(Labeled-object pointing items)
● ● ● ● ●

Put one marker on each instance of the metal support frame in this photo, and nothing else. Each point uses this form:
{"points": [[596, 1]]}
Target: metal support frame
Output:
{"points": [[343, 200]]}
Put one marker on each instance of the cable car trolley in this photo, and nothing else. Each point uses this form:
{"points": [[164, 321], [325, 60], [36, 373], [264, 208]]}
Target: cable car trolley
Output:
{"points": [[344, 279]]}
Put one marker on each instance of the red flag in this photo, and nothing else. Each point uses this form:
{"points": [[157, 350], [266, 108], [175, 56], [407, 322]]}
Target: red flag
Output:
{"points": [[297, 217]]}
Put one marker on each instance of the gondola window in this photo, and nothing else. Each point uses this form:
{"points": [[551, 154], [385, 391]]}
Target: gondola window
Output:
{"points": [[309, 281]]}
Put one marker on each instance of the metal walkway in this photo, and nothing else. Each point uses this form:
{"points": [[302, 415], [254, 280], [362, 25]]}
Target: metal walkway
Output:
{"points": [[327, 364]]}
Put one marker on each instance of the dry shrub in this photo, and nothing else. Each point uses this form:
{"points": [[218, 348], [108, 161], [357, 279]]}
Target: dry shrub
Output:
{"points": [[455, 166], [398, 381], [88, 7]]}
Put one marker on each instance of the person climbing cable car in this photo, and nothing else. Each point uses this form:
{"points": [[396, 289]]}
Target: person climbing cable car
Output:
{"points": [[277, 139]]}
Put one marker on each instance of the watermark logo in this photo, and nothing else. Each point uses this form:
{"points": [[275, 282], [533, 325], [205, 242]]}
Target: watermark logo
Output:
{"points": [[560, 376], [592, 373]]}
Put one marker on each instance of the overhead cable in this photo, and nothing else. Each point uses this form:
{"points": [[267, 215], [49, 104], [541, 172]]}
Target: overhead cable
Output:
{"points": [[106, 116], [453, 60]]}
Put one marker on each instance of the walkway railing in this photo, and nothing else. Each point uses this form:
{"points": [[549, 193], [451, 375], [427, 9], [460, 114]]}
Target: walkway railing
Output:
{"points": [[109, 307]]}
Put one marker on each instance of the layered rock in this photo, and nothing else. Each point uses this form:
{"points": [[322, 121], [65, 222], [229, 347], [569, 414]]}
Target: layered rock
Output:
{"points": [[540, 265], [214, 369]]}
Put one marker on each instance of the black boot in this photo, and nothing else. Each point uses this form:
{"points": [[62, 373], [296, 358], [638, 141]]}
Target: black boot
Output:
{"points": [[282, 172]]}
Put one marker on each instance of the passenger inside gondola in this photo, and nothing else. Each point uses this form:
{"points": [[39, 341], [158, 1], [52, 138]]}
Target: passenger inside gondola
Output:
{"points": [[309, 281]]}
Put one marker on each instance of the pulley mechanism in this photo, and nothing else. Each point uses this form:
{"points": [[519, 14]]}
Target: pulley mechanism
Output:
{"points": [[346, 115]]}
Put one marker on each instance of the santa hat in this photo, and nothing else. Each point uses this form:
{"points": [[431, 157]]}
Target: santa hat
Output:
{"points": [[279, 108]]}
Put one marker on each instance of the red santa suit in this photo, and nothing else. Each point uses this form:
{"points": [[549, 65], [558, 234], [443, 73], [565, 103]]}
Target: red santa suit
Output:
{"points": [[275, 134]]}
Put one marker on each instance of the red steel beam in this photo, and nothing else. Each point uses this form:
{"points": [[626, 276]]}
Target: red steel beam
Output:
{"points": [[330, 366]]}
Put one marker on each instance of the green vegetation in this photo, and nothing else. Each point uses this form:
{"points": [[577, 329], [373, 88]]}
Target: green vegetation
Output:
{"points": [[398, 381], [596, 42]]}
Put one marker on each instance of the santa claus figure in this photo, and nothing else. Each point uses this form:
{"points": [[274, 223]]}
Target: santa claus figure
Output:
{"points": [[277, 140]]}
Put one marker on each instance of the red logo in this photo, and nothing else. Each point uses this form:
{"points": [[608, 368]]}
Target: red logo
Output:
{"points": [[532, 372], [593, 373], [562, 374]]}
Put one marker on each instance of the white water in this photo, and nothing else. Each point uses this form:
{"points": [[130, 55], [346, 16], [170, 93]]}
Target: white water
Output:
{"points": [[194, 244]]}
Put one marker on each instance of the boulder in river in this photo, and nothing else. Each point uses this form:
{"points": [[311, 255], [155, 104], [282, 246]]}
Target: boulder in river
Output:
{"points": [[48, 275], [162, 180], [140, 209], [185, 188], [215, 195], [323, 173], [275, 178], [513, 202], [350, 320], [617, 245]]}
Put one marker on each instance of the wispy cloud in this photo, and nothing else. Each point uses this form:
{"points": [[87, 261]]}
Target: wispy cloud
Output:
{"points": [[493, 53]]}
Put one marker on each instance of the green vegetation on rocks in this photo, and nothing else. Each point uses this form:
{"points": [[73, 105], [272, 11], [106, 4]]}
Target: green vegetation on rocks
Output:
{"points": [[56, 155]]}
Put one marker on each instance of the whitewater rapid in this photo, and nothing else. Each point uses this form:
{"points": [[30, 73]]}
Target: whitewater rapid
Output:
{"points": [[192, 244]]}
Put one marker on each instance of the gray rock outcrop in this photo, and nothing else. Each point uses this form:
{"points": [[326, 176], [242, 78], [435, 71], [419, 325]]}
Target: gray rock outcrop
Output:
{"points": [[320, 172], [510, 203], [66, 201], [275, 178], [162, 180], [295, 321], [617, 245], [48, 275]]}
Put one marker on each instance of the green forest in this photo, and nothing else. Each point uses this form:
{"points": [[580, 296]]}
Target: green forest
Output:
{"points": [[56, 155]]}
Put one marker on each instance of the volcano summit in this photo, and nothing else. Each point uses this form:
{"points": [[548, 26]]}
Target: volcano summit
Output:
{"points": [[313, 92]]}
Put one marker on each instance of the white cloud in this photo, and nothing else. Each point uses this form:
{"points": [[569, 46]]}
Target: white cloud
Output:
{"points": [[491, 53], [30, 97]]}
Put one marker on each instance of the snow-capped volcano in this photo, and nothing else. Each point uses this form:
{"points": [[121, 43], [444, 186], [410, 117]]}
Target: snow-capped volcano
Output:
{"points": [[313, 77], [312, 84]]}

● ● ● ● ●

### Direction
Duplicate every one of the items above without any change.

### Response for this exercise
Put one marker on each instance of the metal support frame in this photo, and nothing else. Each point uses this form:
{"points": [[596, 1]]}
Target: metal support frame
Output:
{"points": [[343, 200]]}
Put one marker on each instance of the cable car trolley in this photo, and nothing else. Each point uses this form:
{"points": [[164, 321], [325, 60], [36, 373], [264, 208]]}
Target: cable car trolley
Output:
{"points": [[344, 279]]}
Put one marker on each instance of the red flag in this photo, and nothing else. Each point uses this form:
{"points": [[157, 350], [266, 108], [175, 56], [407, 322]]}
Target: red flag
Output:
{"points": [[297, 217]]}
Put one marker on each instance of the gondola window in this photo, and nothing else. Each point uses this form:
{"points": [[551, 154], [385, 391]]}
Target: gondola window
Output:
{"points": [[309, 281]]}
Put one marker on each instance of the metal walkway in this photo, and nothing else. Each point uses this form:
{"points": [[302, 415], [254, 280], [362, 25]]}
Target: metal walkway
Output:
{"points": [[327, 364]]}
Put one marker on each instance of the dry shrub in this photo, and nothing else. Each point uses this form:
{"points": [[218, 348], [108, 161], [357, 279]]}
Target: dry shrub
Output:
{"points": [[455, 166], [398, 381], [88, 7]]}
Put one marker on each instance of the person climbing cable car in this photo, and nothing else. Each point uses this form:
{"points": [[396, 289]]}
Target: person climbing cable car
Output:
{"points": [[277, 139]]}
Put one marker on each instance of the watermark logo in this photo, and nothing else. Each point uses this form:
{"points": [[275, 282], [533, 325], [205, 242]]}
Target: watermark logo
Output:
{"points": [[560, 376], [592, 373]]}
Put one marker on each instance of the overhead cable in this photo, and nothing else. Each point uses this form:
{"points": [[267, 215], [49, 104], [541, 172]]}
Target: overhead cable
Output:
{"points": [[106, 116], [453, 60]]}
Put one marker on each instance of the walkway railing in this photo, and nothing else. Each point uses this form:
{"points": [[549, 193], [451, 375], [427, 9], [460, 114]]}
Target: walkway railing
Output:
{"points": [[109, 307]]}
Put one marker on each instance of the layered rock in this photo, and nothing else. Each point uses this form:
{"points": [[322, 121], [65, 222], [229, 347], [569, 414]]}
Target: layered rock
Output:
{"points": [[540, 265], [214, 369]]}
Put one marker on each instance of the black boot in this photo, and nothing else. Each point uses this form:
{"points": [[62, 373], [296, 358], [638, 141]]}
Target: black boot
Output:
{"points": [[282, 172]]}
Put one marker on each instance of the passenger inside gondola in this photo, and nothing else. Each point uses this form:
{"points": [[39, 341], [158, 1], [52, 138]]}
Target: passenger inside gondola
Output:
{"points": [[309, 281]]}
Put one marker on each instance of the pulley mechanism in this photo, and nothing else. Each point uses this form:
{"points": [[519, 14]]}
Target: pulley mechanism
Output:
{"points": [[346, 115]]}
Put one marker on each instance of the santa hat in this photo, and nothing else. Each point uses this form:
{"points": [[431, 157]]}
Target: santa hat
Output:
{"points": [[279, 108]]}
Put one marker on each instance of the red santa suit in this photo, and nothing else. Each point uses this form:
{"points": [[549, 65], [558, 234], [443, 73], [565, 103]]}
Target: red santa suit
Output:
{"points": [[275, 134]]}
Put one marker on each instance of the red steel beam in this photo, and nothing else. Each point uses this form:
{"points": [[626, 276]]}
Target: red steel beam
Output:
{"points": [[330, 366]]}
Put one marker on each instance of the green vegetation in this photo, and nothing else. Each point uses this form:
{"points": [[577, 329], [373, 88]]}
Target: green vegetation
Output:
{"points": [[398, 381], [596, 42]]}
Put one marker on each instance of the santa claus figure in this photo, and nothing else. Each point uses this form:
{"points": [[274, 223]]}
Target: santa claus figure
Output:
{"points": [[277, 140]]}
Put one marker on each instance of the red logo in this photo, and nothing else. Each point uses this form:
{"points": [[608, 368]]}
Target: red logo
Output:
{"points": [[532, 372], [593, 373], [562, 374]]}
Put one marker on each instance of the white water in this photo, and nothing else. Each point uses this form:
{"points": [[130, 55], [346, 16], [170, 93]]}
Target: white water
Output:
{"points": [[194, 244]]}
Put one marker on each instance of the boulder in river in this photo, and nothing else. Each point uses this form:
{"points": [[311, 255], [155, 104], [282, 246]]}
Target: boulder in river
Output:
{"points": [[48, 275], [162, 180], [140, 209], [185, 188], [215, 195], [323, 173], [275, 178], [513, 202], [350, 320], [617, 245]]}
Put one marker on each instance of the wispy cloud in this photo, and nothing else. Each point uses this form:
{"points": [[87, 261]]}
Target: wispy cloud
Output:
{"points": [[493, 53]]}
Put one marker on each instance of the green vegetation on rocks in this photo, and nothing else. Each point uses this form:
{"points": [[73, 105], [272, 11], [106, 4]]}
Target: green vegetation on rocks
Output:
{"points": [[56, 155]]}
Put one marker on each instance of the whitewater rapid in this photo, and nothing else. Each point uses this form:
{"points": [[30, 73]]}
Target: whitewater rapid
Output:
{"points": [[192, 244]]}
Put one marker on each instance of the gray rock outcrop in this photo, and nothing else. Each point uses this form:
{"points": [[326, 176], [242, 78], [435, 71], [419, 325]]}
Target: gray rock outcrop
Output:
{"points": [[320, 172], [510, 203], [66, 201], [275, 178], [162, 180], [295, 321], [617, 245], [48, 275]]}
Put one marker on each instance of the green forest in this photo, and nothing else. Each point uses this form:
{"points": [[580, 296]]}
Target: green forest
Output:
{"points": [[56, 155]]}
Put one marker on each instance of the volcano summit in this photo, and nothing else. Each point uses this form:
{"points": [[548, 26]]}
Target: volcano summit
Output:
{"points": [[313, 92]]}
Put one marker on each instance of the white cloud in this photo, and nothing else. Each point uses this form:
{"points": [[569, 46]]}
Target: white cloud
Output:
{"points": [[491, 53], [30, 97]]}
Put one marker on each instance of the snow-capped volcano in this photo, and nothing else. Each point uses this form:
{"points": [[121, 43], [444, 186], [410, 117]]}
Target: snow-capped volcano
Output:
{"points": [[313, 77], [312, 84]]}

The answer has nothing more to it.